Please reproduce the records word for word, starting at the very beginning and ending at the line that contains "125], [15, 126]]]", including that line. Omit the pictures from your copy.

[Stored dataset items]
......
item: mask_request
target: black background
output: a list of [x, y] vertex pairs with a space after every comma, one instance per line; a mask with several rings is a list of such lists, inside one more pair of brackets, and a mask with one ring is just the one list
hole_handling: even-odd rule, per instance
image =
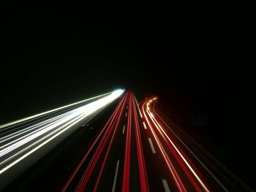
[[155, 94], [187, 129], [192, 110], [207, 111], [208, 125], [199, 133], [251, 183], [255, 126], [246, 28], [239, 10], [220, 7], [7, 5], [0, 122], [118, 88], [140, 99]]

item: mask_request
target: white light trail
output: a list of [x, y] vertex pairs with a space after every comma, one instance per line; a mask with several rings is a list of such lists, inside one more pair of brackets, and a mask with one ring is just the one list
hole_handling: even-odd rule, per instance
[[[124, 91], [124, 90], [116, 90], [110, 93], [104, 94], [104, 97], [102, 97], [104, 95], [101, 95], [99, 96], [101, 98], [94, 101], [87, 103], [79, 107], [78, 107], [63, 114], [58, 114], [55, 117], [49, 118], [48, 120], [35, 123], [34, 125], [29, 126], [29, 127], [22, 130], [18, 130], [10, 135], [4, 136], [0, 139], [0, 143], [8, 140], [10, 142], [0, 147], [0, 175], [23, 158], [32, 154], [37, 149], [42, 147], [45, 144], [72, 127], [75, 124], [89, 115], [97, 114], [99, 110], [104, 109], [107, 105], [119, 97]], [[99, 98], [99, 96], [94, 97], [93, 99]], [[92, 99], [83, 100], [75, 104], [91, 99]], [[68, 106], [59, 107], [49, 112], [57, 111]], [[23, 120], [27, 120], [33, 118], [32, 117], [41, 115], [43, 113], [24, 118]], [[23, 123], [21, 120], [14, 122], [19, 123], [19, 125]], [[15, 123], [12, 122], [6, 125], [15, 126]]]

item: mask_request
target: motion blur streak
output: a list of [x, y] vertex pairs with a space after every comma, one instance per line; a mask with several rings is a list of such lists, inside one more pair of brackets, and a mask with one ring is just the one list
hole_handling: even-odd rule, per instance
[[[138, 107], [137, 100], [136, 104], [135, 102], [135, 96], [132, 96], [132, 106], [133, 106], [133, 117], [134, 117], [134, 123], [135, 123], [135, 138], [136, 138], [136, 147], [137, 147], [137, 154], [138, 154], [138, 164], [139, 166], [139, 172], [140, 172], [140, 190], [143, 192], [149, 191], [148, 181], [146, 169], [146, 164], [144, 159], [143, 149], [141, 141], [141, 136], [140, 132], [139, 127], [139, 121], [138, 119], [138, 114], [136, 110], [136, 107], [140, 112], [140, 109]], [[140, 113], [140, 117], [142, 115]]]
[[131, 131], [132, 131], [132, 96], [129, 94], [129, 111], [127, 118], [127, 131], [125, 143], [124, 167], [123, 176], [122, 192], [129, 192], [130, 158], [131, 158]]
[[[105, 96], [102, 97], [102, 96], [101, 96], [101, 99], [98, 99], [94, 101], [84, 104], [71, 111], [66, 112], [64, 114], [58, 115], [58, 116], [50, 120], [26, 127], [24, 130], [18, 130], [17, 133], [12, 133], [10, 135], [4, 137], [4, 139], [1, 139], [1, 142], [4, 142], [7, 140], [10, 142], [0, 147], [0, 175], [85, 118], [89, 115], [92, 115], [99, 110], [105, 108], [120, 96], [123, 92], [123, 90], [117, 90]], [[94, 99], [98, 97], [99, 96], [94, 97]], [[84, 101], [91, 99], [92, 99]], [[50, 112], [58, 110], [63, 107], [51, 110]], [[33, 117], [37, 117], [45, 113], [46, 112], [41, 113]], [[31, 117], [25, 118], [23, 120], [31, 118]], [[21, 120], [15, 122], [18, 122], [18, 124], [23, 123]], [[5, 124], [1, 127], [6, 128], [6, 129], [11, 129], [11, 127], [15, 126], [13, 123], [14, 123]], [[8, 127], [10, 125], [11, 125], [11, 127]], [[4, 131], [2, 129], [1, 129], [1, 131]], [[14, 137], [15, 137], [15, 139], [13, 139]]]
[[[148, 114], [148, 117], [150, 118], [151, 121], [154, 123], [155, 128], [157, 128], [157, 130], [159, 131], [159, 133], [162, 136], [162, 137], [163, 139], [163, 141], [165, 141], [167, 143], [167, 145], [168, 146], [169, 149], [170, 150], [170, 151], [173, 154], [174, 157], [176, 158], [177, 161], [179, 163], [181, 167], [183, 169], [184, 172], [185, 172], [186, 175], [188, 177], [188, 179], [190, 180], [190, 182], [192, 184], [192, 185], [194, 186], [195, 189], [197, 191], [202, 191], [202, 189], [198, 186], [197, 183], [194, 180], [194, 178], [192, 177], [190, 173], [188, 172], [188, 169], [184, 166], [184, 163], [186, 164], [187, 167], [192, 173], [192, 174], [196, 178], [197, 182], [201, 185], [201, 186], [203, 188], [203, 190], [205, 191], [209, 191], [209, 190], [207, 188], [206, 185], [203, 183], [202, 180], [198, 176], [198, 174], [193, 169], [192, 166], [188, 163], [188, 161], [186, 160], [186, 158], [184, 158], [184, 155], [182, 155], [181, 152], [178, 149], [176, 145], [174, 144], [173, 141], [172, 141], [170, 139], [170, 137], [168, 137], [168, 135], [166, 134], [166, 132], [165, 131], [164, 128], [161, 126], [159, 123], [154, 118], [152, 112], [151, 111], [150, 104], [154, 100], [156, 100], [156, 99], [157, 99], [157, 98], [154, 98], [153, 99], [149, 100], [149, 101], [146, 101], [146, 102], [145, 102], [143, 104], [143, 106], [144, 106], [144, 104], [146, 103], [146, 106], [147, 107], [146, 107], [146, 112]], [[145, 115], [145, 117], [146, 117], [146, 120], [148, 121], [148, 123], [149, 124], [149, 126], [151, 128], [151, 131], [153, 132], [154, 131], [153, 128], [152, 128], [152, 126], [150, 126], [150, 122], [148, 120], [146, 114], [145, 113], [145, 110], [144, 110], [144, 107], [143, 106], [143, 110], [144, 115]], [[157, 136], [156, 136], [155, 139], [157, 139]], [[171, 144], [171, 145], [170, 144]], [[173, 149], [175, 149], [175, 150]], [[179, 156], [177, 155], [177, 153], [178, 154]], [[180, 158], [182, 159], [184, 163], [181, 161]]]
[[23, 123], [25, 122], [27, 122], [28, 120], [29, 120], [31, 119], [34, 119], [34, 118], [36, 118], [37, 117], [39, 117], [41, 115], [43, 115], [48, 114], [48, 113], [50, 113], [52, 112], [58, 111], [59, 110], [62, 110], [62, 109], [64, 109], [64, 108], [67, 108], [67, 107], [71, 107], [71, 106], [73, 106], [73, 105], [75, 105], [75, 104], [80, 104], [80, 103], [92, 100], [94, 99], [97, 99], [97, 98], [101, 97], [102, 96], [108, 95], [109, 93], [105, 93], [105, 94], [102, 94], [102, 95], [100, 95], [100, 96], [94, 96], [94, 97], [92, 97], [92, 98], [90, 98], [90, 99], [85, 99], [85, 100], [76, 102], [76, 103], [73, 103], [73, 104], [68, 104], [68, 105], [65, 105], [65, 106], [59, 107], [57, 109], [54, 109], [54, 110], [49, 110], [49, 111], [44, 112], [41, 112], [41, 113], [39, 113], [39, 114], [37, 114], [37, 115], [32, 115], [32, 116], [30, 116], [30, 117], [28, 117], [28, 118], [23, 118], [23, 119], [20, 119], [20, 120], [15, 120], [15, 121], [12, 121], [12, 122], [10, 122], [10, 123], [6, 123], [6, 124], [0, 126], [0, 128], [7, 128], [7, 127], [10, 128], [11, 126], [17, 125], [18, 123], [18, 124], [22, 124], [22, 123]]
[[[188, 168], [190, 169], [190, 171], [192, 172], [192, 174], [195, 175], [195, 177], [196, 177], [196, 179], [198, 180], [198, 182], [201, 184], [202, 187], [206, 190], [206, 191], [209, 191], [208, 189], [206, 188], [206, 186], [204, 185], [204, 183], [203, 183], [203, 181], [200, 180], [200, 178], [199, 177], [199, 176], [197, 175], [197, 174], [195, 172], [195, 170], [192, 168], [192, 166], [189, 164], [189, 163], [187, 162], [187, 161], [185, 159], [185, 158], [184, 157], [184, 155], [181, 154], [181, 153], [178, 150], [177, 147], [174, 145], [174, 143], [173, 142], [173, 141], [170, 139], [170, 137], [167, 135], [167, 134], [165, 133], [165, 131], [163, 130], [163, 128], [162, 128], [162, 126], [159, 124], [159, 123], [157, 121], [157, 120], [155, 119], [155, 118], [152, 115], [152, 113], [148, 111], [148, 115], [151, 117], [151, 119], [153, 119], [153, 122], [154, 122], [154, 124], [156, 126], [156, 127], [157, 127], [158, 131], [160, 131], [160, 130], [162, 131], [162, 132], [165, 134], [165, 136], [166, 137], [166, 138], [169, 140], [170, 143], [171, 143], [171, 145], [173, 146], [173, 147], [175, 148], [175, 150], [177, 151], [177, 153], [178, 153], [178, 155], [181, 156], [181, 158], [182, 158], [182, 160], [184, 161], [184, 163], [186, 164], [186, 165], [188, 166]], [[159, 129], [159, 128], [160, 128], [160, 130]], [[185, 170], [184, 170], [185, 171]], [[196, 183], [195, 183], [194, 180], [190, 177], [190, 175], [187, 174], [187, 172], [185, 171], [185, 173], [187, 174], [188, 177], [189, 178], [190, 181], [192, 182], [192, 183], [193, 184], [193, 185], [197, 188], [197, 190], [200, 190], [200, 188], [197, 188], [197, 185], [196, 185]]]
[[[151, 131], [151, 133], [152, 133], [152, 134], [153, 134], [153, 136], [157, 142], [157, 145], [161, 151], [161, 153], [163, 155], [164, 159], [165, 159], [165, 162], [169, 168], [169, 170], [170, 170], [170, 173], [174, 179], [174, 181], [175, 181], [176, 185], [178, 188], [178, 191], [187, 191], [180, 177], [178, 176], [176, 170], [174, 168], [174, 166], [173, 165], [173, 164], [171, 163], [171, 161], [168, 158], [168, 155], [167, 155], [165, 150], [164, 149], [163, 146], [161, 145], [159, 139], [158, 139], [155, 131], [154, 131], [154, 129], [152, 128], [151, 123], [149, 122], [149, 120], [146, 116], [146, 114], [145, 112], [145, 110], [143, 107], [144, 104], [145, 104], [145, 103], [143, 104], [143, 112], [144, 117], [145, 117], [145, 118], [148, 124], [150, 130]], [[147, 107], [147, 108], [148, 108], [148, 107]], [[147, 111], [147, 112], [148, 112], [148, 110], [146, 110], [146, 111]]]
[[121, 112], [124, 107], [125, 100], [127, 97], [127, 94], [125, 94], [124, 96], [122, 98], [121, 101], [119, 102], [118, 107], [112, 114], [111, 117], [110, 118], [110, 119], [108, 120], [108, 121], [102, 128], [102, 130], [100, 131], [99, 135], [93, 142], [92, 145], [86, 151], [86, 153], [82, 158], [81, 161], [79, 162], [79, 164], [75, 169], [74, 172], [72, 173], [70, 177], [68, 178], [68, 180], [65, 183], [64, 185], [61, 189], [61, 191], [65, 191], [68, 189], [68, 187], [70, 185], [71, 183], [74, 180], [74, 177], [78, 174], [78, 171], [81, 169], [81, 167], [83, 165], [85, 161], [88, 158], [88, 156], [92, 153], [93, 148], [99, 142], [99, 138], [102, 137], [101, 139], [99, 140], [99, 142], [98, 143], [97, 149], [93, 153], [93, 156], [91, 157], [91, 159], [90, 160], [89, 164], [86, 168], [86, 170], [83, 172], [83, 175], [80, 178], [79, 183], [76, 186], [75, 191], [83, 191], [84, 190], [88, 183], [88, 180], [89, 180], [94, 171], [94, 169], [99, 160], [99, 158], [102, 153], [103, 148], [105, 147], [106, 142], [108, 138], [110, 137], [110, 135], [113, 128], [113, 125], [118, 120], [117, 116], [118, 115], [120, 117], [121, 114]]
......
--- Response below ---
item: mask_request
target: black background
output: a list of [x, y] vertex pairs with a space after every comma, one instance per line; a mask with several rings is a list of such lists, inside one more pair of brackets, and a mask with one ring is just the one list
hole_handling: even-odd rule, per instance
image =
[[155, 94], [187, 129], [192, 110], [207, 111], [208, 125], [199, 133], [251, 183], [255, 126], [246, 28], [239, 10], [220, 7], [7, 5], [0, 122], [118, 88], [140, 99]]

item: mask_request
target: white light trail
output: a list of [x, y] vertex pairs with a space after every comma, one instance per line; a mask with several rings is a list of such lists, inside one more pair of brackets, and a mask with one ring is just the one list
hole_handling: even-odd rule, per instance
[[[124, 91], [124, 90], [116, 90], [110, 93], [104, 94], [104, 97], [102, 97], [104, 95], [101, 95], [99, 96], [101, 98], [94, 101], [87, 103], [79, 107], [78, 107], [63, 114], [58, 114], [55, 117], [49, 118], [48, 120], [35, 123], [34, 125], [29, 126], [29, 127], [22, 130], [18, 130], [10, 135], [4, 136], [0, 139], [0, 143], [8, 140], [10, 142], [0, 147], [0, 175], [23, 158], [32, 154], [37, 149], [42, 147], [45, 144], [72, 127], [75, 124], [89, 115], [97, 114], [99, 110], [104, 109], [107, 105], [119, 97]], [[99, 98], [99, 96], [94, 97], [93, 99]], [[92, 99], [83, 100], [75, 104], [91, 99]], [[68, 106], [59, 107], [49, 112], [57, 111]], [[23, 120], [27, 120], [33, 118], [32, 117], [41, 115], [43, 113], [24, 118]], [[23, 123], [21, 120], [14, 122], [19, 123], [19, 125]], [[15, 123], [12, 122], [6, 125], [15, 126]]]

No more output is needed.